Your objective: Lay out every line of the records below as a Markdown table with the columns "Row" and "Line", numbering the rows and leaving out blank lines.

** Start Records for this exercise **

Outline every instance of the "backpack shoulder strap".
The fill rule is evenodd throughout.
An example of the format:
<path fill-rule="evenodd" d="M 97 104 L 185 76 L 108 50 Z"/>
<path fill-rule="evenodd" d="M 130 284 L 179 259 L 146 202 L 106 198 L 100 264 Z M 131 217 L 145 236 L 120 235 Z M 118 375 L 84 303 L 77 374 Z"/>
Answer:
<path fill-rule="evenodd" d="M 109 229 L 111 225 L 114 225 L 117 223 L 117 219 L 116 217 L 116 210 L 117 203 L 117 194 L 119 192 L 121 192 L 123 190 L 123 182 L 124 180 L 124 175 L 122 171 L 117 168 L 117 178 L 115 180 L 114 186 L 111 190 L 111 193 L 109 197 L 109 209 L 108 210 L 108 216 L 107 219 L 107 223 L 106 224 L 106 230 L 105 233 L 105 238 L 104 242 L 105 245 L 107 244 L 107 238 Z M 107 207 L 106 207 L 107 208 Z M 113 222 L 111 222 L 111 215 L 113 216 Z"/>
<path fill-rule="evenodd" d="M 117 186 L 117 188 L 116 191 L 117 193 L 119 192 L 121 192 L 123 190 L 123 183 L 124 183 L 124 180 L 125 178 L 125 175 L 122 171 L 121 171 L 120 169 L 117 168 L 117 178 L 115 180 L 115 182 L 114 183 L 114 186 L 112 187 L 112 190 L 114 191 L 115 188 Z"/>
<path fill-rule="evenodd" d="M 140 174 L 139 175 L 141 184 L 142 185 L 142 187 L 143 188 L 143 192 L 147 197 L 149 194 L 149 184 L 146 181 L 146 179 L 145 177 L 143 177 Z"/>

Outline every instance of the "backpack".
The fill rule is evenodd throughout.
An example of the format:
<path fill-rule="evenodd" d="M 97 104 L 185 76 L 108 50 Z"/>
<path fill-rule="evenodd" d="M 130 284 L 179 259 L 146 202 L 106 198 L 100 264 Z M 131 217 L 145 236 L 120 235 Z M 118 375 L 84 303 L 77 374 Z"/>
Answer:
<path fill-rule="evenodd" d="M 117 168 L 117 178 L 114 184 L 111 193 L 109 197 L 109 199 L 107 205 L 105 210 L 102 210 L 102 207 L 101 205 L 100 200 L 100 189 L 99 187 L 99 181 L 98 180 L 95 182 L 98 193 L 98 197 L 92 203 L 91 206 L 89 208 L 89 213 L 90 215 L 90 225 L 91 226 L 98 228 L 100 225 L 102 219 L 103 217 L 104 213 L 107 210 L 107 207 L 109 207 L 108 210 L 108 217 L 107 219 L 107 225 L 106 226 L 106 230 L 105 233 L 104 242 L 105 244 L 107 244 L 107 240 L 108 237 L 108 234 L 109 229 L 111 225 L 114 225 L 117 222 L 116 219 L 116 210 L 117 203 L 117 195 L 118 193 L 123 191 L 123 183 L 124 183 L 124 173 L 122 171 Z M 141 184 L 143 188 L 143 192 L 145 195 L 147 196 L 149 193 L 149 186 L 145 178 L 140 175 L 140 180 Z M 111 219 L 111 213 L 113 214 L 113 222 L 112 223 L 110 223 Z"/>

** End Records for this exercise **

Output below:
| Row | Line |
|---|---|
| 1 | Outline every instance of the "backpack shoulder strap". |
| 2 | The fill rule is evenodd throughout. |
| 3 | An example of the format: |
| 4 | <path fill-rule="evenodd" d="M 97 104 L 185 76 L 108 50 Z"/> |
| 5 | <path fill-rule="evenodd" d="M 130 284 L 179 259 L 146 202 L 106 198 L 100 264 Z M 131 217 L 145 236 L 120 235 Z M 118 375 L 84 303 L 77 374 Z"/> |
| 6 | Answer: |
| 7 | <path fill-rule="evenodd" d="M 109 229 L 111 225 L 114 225 L 117 223 L 117 219 L 116 217 L 116 210 L 117 203 L 117 194 L 119 192 L 121 192 L 123 190 L 123 182 L 124 180 L 124 175 L 122 171 L 117 168 L 117 178 L 115 180 L 114 186 L 111 190 L 111 193 L 109 197 L 109 209 L 108 210 L 108 216 L 107 219 L 107 223 L 106 224 L 106 230 L 105 233 L 105 238 L 104 242 L 105 245 L 107 244 L 107 238 Z M 107 207 L 106 207 L 107 208 Z M 113 222 L 111 222 L 111 215 L 113 216 Z"/> |
| 8 | <path fill-rule="evenodd" d="M 117 186 L 117 188 L 116 191 L 117 193 L 119 192 L 121 192 L 123 190 L 123 183 L 124 183 L 124 180 L 125 178 L 125 175 L 122 171 L 121 171 L 120 169 L 117 168 L 117 178 L 115 180 L 115 182 L 114 183 L 114 186 L 112 187 L 112 190 L 114 191 L 115 188 Z"/> |
| 9 | <path fill-rule="evenodd" d="M 140 174 L 139 175 L 141 184 L 142 185 L 142 187 L 143 188 L 143 192 L 147 197 L 149 194 L 149 184 L 146 181 L 146 179 L 145 177 L 143 177 Z"/> |
| 10 | Outline every instance of the "backpack". |
| 11 | The fill rule is evenodd throughout. |
| 12 | An example of the format: |
| 13 | <path fill-rule="evenodd" d="M 97 104 L 185 76 L 108 50 Z"/> |
| 14 | <path fill-rule="evenodd" d="M 130 284 L 179 259 L 146 202 L 106 198 L 100 264 Z M 131 217 L 145 236 L 120 235 Z M 118 375 L 84 303 L 77 374 Z"/> |
| 15 | Answer: |
| 16 | <path fill-rule="evenodd" d="M 117 168 L 117 178 L 114 184 L 111 193 L 109 197 L 109 199 L 107 205 L 105 210 L 102 210 L 102 207 L 101 205 L 100 200 L 100 189 L 99 187 L 99 181 L 98 180 L 95 182 L 98 193 L 98 197 L 92 203 L 91 206 L 89 208 L 89 213 L 90 215 L 90 225 L 91 226 L 98 228 L 100 225 L 102 219 L 103 217 L 104 213 L 107 210 L 107 207 L 109 207 L 108 210 L 108 217 L 107 219 L 107 225 L 106 226 L 106 230 L 105 233 L 104 242 L 105 244 L 107 244 L 107 240 L 108 237 L 108 234 L 109 229 L 111 225 L 114 225 L 117 222 L 116 219 L 116 210 L 117 203 L 117 195 L 118 193 L 123 191 L 123 183 L 124 183 L 124 173 L 122 171 Z M 141 184 L 143 188 L 143 192 L 145 195 L 147 196 L 149 193 L 149 186 L 145 178 L 140 175 L 140 180 Z M 111 219 L 111 213 L 113 214 L 113 222 L 112 223 L 110 223 Z"/> |